What you should do:
In the entries below, find the string "target" and return each line holding it.

===== Records for this task =====

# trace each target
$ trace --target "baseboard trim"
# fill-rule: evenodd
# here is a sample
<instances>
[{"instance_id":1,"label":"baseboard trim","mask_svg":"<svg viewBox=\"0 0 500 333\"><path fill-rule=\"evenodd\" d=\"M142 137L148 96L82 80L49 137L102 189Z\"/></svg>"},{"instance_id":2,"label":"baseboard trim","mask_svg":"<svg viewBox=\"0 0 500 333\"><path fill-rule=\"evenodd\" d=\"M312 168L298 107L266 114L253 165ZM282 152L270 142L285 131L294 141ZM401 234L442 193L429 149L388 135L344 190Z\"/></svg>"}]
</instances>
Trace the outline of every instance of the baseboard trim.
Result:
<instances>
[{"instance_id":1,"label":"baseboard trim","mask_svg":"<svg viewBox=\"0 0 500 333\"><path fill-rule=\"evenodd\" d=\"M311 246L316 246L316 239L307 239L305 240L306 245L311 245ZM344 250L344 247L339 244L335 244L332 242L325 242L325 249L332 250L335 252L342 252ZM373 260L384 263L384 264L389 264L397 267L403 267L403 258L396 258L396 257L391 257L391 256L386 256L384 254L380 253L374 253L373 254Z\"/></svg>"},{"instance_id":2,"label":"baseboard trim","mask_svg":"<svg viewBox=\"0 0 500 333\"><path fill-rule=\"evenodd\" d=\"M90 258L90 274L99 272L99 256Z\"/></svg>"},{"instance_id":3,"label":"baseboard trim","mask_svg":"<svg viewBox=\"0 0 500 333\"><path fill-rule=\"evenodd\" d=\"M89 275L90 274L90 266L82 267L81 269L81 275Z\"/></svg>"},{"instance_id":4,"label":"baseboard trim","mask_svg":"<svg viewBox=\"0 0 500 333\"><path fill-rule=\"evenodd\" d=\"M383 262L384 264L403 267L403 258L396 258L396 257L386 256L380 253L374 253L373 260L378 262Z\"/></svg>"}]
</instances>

=====

Result for this task:
# trace each target
$ trace --target "baseboard trim"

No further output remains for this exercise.